Exercise:
Copy the data below line for line without changing anything, and leave out the pictures.

:: Materials provided ::

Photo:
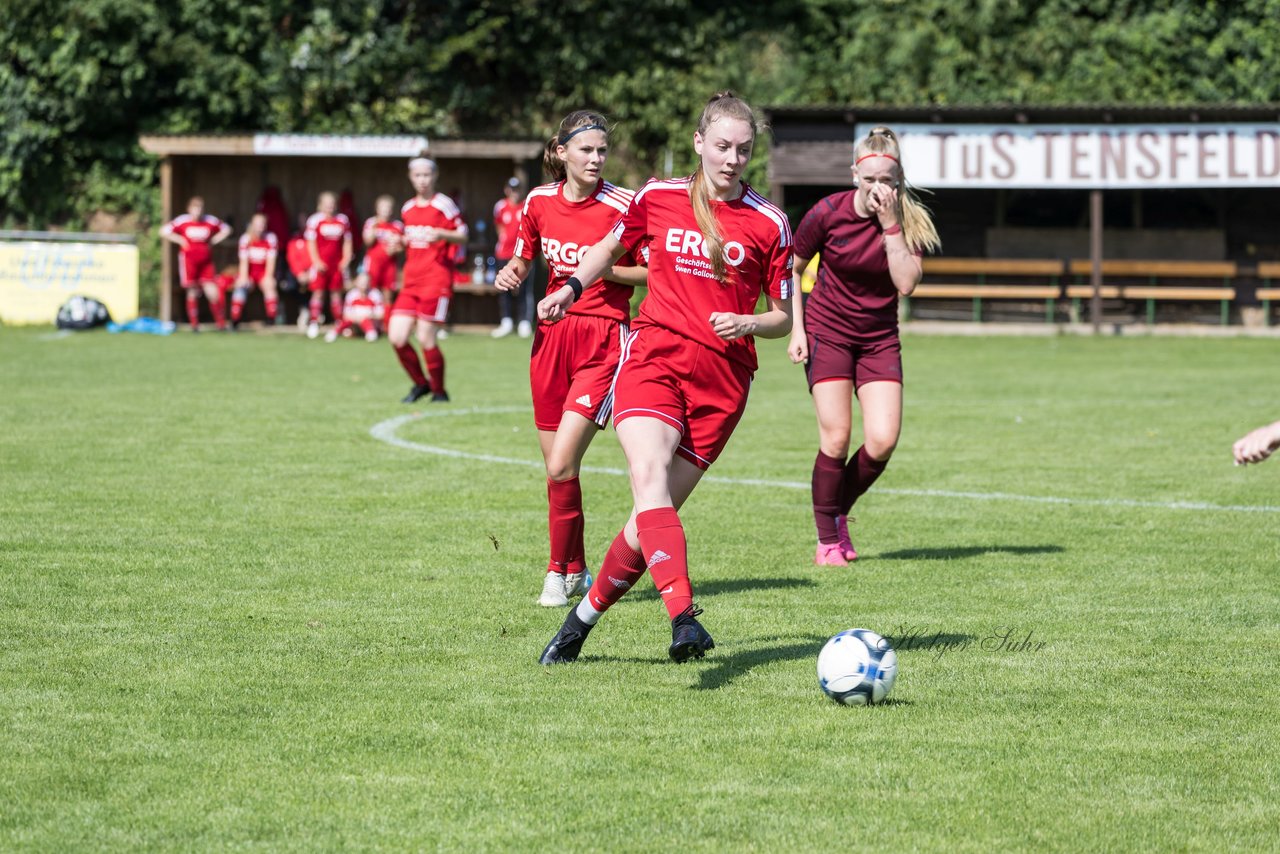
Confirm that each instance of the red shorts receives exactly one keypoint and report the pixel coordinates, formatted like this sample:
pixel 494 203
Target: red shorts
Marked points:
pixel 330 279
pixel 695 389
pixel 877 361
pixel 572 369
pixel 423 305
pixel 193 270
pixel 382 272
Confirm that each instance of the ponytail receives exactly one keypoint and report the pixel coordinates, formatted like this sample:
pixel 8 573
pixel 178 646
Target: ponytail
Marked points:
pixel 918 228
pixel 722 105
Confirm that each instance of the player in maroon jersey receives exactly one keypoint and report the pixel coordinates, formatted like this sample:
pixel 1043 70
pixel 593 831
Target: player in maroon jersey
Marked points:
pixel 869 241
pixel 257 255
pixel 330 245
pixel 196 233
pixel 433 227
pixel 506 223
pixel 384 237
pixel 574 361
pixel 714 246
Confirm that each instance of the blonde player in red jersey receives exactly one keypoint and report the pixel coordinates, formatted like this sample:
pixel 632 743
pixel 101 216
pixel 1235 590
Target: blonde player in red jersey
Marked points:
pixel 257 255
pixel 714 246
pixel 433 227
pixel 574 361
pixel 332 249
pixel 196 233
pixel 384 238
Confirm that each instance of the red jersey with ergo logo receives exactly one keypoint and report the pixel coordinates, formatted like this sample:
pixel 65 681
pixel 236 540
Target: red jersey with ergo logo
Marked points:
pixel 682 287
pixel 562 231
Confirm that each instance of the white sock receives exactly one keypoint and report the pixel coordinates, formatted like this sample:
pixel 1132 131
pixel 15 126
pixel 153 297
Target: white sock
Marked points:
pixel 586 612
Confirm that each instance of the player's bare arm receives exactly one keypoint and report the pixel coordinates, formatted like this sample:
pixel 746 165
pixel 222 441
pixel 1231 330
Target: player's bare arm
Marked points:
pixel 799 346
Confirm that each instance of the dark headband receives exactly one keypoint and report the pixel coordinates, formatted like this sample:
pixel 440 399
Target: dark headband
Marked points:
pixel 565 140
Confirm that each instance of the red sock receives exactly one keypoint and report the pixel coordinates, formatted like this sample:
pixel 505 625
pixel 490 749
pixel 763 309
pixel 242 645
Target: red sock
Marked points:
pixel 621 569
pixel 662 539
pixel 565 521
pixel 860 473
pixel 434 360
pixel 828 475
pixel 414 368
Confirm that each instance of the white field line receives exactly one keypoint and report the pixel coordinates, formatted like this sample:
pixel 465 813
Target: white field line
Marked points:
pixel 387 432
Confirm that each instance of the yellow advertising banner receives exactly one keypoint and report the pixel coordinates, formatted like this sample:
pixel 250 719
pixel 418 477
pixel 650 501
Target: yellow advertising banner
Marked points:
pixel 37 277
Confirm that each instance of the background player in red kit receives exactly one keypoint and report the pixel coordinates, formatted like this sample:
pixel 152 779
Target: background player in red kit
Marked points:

:::

Solution for this problem:
Photo:
Confirm that each instance of the red shorts receives exactly one keypoint and report the pixel coordinates, formatted like this sample:
pixel 494 203
Target: red shorts
Marked points:
pixel 330 279
pixel 695 389
pixel 877 361
pixel 572 369
pixel 423 305
pixel 193 270
pixel 382 272
Confirm that each instance of the ponytail receives exactly one keypoint and report the pixel coordinates, formatted like this sample:
pixel 8 573
pixel 178 646
Target: ponytail
Marked points:
pixel 918 228
pixel 722 105
Confirm that each instance of the player in maroon jersey receives exactly one keypoint and report the pixel coordinates, formatted like this sample:
pixel 1043 70
pixel 593 831
Target: player in maroon jersey
Marked points:
pixel 869 241
pixel 257 255
pixel 330 245
pixel 196 233
pixel 433 227
pixel 506 223
pixel 384 237
pixel 574 361
pixel 714 246
Confirm that each instance of the blonde player in red jersey receives exactly one keypoint and report the pixel coordinates, formatted like this sample:
pixel 632 743
pixel 101 216
pixel 1235 590
Target: blonde player in red jersey
Marked points:
pixel 257 255
pixel 714 246
pixel 433 227
pixel 574 361
pixel 332 249
pixel 196 233
pixel 384 238
Confirm that each instance of the red jersey with ergo logo receives exactly one keypoint and report the pixel coordinates, formatted like this sample:
pixel 65 681
pixel 236 540
Target: red jersey with ergo logo
Marked points:
pixel 682 287
pixel 562 231
Confirm that each instance of the white sock receives exactly one keypoint and report the pixel coordinates, formatted like this sample:
pixel 1132 131
pixel 15 126
pixel 153 297
Target: white sock
Marked points:
pixel 586 612
Confirm that each instance of the player's bare arm receives exactly one keypoint and report the pixel coordinates, formatted like this sample:
pixel 746 165
pixel 222 441
pixel 1231 330
Target: player's bare arm
Marked points:
pixel 799 346
Confirm that each instance of the dark headband receives exactly one keypoint and report the pixel coordinates, formatted like this sample:
pixel 440 399
Target: dark headband
Marked points:
pixel 565 140
Confirm that each instance of the red sock receives exactly one keypoint and report the pixel coordinates, formatted like this sample:
pixel 505 625
pixel 490 749
pixel 763 309
pixel 242 645
Target: red sock
Marked points:
pixel 621 569
pixel 662 539
pixel 565 521
pixel 860 473
pixel 434 360
pixel 828 475
pixel 414 368
Confirm that each instance of the white field line receives exactly one keypoint and report the pixel coordinates, formatted like this sample:
pixel 465 813
Target: white field line
Marked points:
pixel 387 432
Confirm that each instance of the yellow advertising banner receives exactly one keypoint and report the pixel coordinates, formatted like this sample:
pixel 250 719
pixel 418 477
pixel 650 501
Target: yellow advertising banner
Marked points:
pixel 37 277
Confirm that each instance of the background player in red kit receives exactly one keypoint and report the pixel coordinates, formatted like this sample:
pixel 152 779
Target: background player in red kit
Marked points:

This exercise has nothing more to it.